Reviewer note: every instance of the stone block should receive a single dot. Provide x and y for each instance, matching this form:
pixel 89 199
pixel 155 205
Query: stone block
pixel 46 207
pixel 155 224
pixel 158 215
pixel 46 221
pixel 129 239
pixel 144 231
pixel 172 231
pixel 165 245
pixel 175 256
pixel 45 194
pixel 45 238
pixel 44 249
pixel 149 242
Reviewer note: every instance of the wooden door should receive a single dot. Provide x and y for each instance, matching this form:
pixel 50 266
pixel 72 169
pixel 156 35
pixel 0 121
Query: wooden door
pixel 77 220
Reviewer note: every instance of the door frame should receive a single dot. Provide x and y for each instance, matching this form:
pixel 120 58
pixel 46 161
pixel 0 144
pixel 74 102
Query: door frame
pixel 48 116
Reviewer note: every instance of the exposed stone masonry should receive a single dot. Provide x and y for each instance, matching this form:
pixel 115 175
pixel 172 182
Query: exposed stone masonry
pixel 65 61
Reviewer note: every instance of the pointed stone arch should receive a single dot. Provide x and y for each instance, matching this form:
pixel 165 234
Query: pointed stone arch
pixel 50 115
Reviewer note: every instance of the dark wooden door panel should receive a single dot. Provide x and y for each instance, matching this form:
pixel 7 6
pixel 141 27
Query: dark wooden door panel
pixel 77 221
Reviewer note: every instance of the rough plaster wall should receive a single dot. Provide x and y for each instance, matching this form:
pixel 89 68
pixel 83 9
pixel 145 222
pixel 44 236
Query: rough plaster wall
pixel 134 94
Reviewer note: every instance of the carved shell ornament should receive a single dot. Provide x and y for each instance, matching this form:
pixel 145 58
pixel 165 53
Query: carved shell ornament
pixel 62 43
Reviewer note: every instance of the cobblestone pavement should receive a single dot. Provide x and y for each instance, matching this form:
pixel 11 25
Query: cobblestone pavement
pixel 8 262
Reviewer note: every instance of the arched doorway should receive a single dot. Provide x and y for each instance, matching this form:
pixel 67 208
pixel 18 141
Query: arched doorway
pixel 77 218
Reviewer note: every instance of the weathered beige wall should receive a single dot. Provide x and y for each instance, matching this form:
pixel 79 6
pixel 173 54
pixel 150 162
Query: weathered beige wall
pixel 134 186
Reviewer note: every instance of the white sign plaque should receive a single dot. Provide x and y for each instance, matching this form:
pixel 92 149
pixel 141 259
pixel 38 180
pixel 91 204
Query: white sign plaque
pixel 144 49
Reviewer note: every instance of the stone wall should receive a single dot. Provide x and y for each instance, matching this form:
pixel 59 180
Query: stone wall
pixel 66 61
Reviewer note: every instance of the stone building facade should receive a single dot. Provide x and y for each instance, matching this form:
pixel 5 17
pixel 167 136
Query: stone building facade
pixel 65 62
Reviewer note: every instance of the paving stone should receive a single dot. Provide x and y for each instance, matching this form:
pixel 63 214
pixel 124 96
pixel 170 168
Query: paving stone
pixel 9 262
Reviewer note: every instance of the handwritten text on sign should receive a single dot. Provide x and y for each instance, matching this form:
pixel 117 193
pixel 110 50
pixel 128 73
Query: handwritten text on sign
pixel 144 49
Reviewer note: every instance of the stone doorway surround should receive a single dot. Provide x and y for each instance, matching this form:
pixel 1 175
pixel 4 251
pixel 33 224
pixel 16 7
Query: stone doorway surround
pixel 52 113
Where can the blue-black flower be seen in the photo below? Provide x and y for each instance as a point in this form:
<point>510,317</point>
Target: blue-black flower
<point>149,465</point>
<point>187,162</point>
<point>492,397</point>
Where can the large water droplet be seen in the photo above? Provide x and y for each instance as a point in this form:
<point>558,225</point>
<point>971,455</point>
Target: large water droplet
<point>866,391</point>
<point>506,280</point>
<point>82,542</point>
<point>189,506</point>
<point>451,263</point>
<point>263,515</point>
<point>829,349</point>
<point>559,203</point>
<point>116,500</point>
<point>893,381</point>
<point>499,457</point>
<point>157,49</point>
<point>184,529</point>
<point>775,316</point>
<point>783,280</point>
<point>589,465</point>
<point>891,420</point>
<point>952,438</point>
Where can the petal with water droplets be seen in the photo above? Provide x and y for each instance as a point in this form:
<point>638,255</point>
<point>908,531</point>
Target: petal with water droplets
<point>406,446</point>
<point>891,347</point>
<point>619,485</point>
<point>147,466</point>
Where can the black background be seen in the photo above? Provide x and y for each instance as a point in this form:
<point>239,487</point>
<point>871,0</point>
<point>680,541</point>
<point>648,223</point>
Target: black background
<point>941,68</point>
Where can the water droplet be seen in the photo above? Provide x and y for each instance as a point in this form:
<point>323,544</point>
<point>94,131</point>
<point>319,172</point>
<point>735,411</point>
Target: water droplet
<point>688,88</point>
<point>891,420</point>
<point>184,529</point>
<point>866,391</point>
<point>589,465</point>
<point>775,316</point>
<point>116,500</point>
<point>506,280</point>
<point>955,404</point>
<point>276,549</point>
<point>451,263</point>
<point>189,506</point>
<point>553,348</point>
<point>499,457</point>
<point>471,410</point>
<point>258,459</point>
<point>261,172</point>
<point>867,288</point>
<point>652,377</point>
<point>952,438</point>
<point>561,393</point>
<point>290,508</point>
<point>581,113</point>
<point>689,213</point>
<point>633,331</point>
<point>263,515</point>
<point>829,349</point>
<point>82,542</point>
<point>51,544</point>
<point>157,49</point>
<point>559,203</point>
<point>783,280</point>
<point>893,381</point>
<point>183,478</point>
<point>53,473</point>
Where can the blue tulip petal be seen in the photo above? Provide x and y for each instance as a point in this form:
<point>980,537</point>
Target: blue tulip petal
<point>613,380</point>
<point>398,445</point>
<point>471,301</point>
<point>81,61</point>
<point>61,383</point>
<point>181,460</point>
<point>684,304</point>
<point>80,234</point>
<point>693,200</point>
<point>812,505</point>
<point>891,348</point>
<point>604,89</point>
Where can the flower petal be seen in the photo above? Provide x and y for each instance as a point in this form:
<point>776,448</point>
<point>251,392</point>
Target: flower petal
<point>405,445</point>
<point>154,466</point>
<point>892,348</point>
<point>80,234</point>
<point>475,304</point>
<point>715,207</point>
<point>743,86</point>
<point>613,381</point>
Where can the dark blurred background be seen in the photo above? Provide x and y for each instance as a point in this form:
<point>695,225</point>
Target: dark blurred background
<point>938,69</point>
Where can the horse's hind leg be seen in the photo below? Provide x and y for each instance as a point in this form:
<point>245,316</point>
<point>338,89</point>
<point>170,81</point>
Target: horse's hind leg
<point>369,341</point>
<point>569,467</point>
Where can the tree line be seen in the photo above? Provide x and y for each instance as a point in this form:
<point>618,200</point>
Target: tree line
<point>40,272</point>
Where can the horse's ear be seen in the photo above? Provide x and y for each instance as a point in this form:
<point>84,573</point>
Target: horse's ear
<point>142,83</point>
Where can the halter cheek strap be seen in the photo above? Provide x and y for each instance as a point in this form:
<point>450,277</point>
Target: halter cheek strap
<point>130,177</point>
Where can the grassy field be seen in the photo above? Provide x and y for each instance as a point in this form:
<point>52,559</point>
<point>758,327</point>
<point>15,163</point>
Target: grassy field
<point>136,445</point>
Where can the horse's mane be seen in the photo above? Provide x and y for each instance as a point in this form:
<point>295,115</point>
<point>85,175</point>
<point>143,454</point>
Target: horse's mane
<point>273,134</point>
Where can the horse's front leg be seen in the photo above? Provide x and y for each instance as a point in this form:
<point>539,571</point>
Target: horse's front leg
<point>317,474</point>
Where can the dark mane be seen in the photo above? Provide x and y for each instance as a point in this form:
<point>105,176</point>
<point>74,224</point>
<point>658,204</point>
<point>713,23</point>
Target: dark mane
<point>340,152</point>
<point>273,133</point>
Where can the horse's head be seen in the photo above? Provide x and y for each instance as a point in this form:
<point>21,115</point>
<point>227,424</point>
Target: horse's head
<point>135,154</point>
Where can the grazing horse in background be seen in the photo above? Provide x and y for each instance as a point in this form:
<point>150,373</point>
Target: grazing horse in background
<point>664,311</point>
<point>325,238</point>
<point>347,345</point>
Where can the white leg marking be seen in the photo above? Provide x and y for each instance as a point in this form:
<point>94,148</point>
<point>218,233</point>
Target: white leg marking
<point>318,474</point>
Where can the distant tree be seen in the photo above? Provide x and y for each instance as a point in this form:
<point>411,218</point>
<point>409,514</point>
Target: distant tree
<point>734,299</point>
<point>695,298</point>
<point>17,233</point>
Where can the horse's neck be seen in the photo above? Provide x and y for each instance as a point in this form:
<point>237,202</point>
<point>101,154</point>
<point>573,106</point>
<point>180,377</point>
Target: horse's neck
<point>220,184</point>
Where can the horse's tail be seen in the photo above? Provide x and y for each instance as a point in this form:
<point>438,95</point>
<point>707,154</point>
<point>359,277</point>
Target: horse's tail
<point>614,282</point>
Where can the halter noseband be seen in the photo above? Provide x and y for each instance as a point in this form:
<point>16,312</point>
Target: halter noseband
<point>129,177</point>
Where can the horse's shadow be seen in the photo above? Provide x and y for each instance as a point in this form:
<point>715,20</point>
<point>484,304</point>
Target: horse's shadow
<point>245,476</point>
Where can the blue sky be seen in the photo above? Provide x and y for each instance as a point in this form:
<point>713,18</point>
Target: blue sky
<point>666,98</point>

◆ ◆ ◆ ◆

AIM OF THE EXERCISE →
Copy out each line of the listing that holds the string "below".

OUTPUT →
Where can the blue-black flower be seen in the photo below? Provide x and y for each instance as a point in this form:
Where can the horse's hind leg be seen in the photo below? Provide x and y for each instance as a point in this form:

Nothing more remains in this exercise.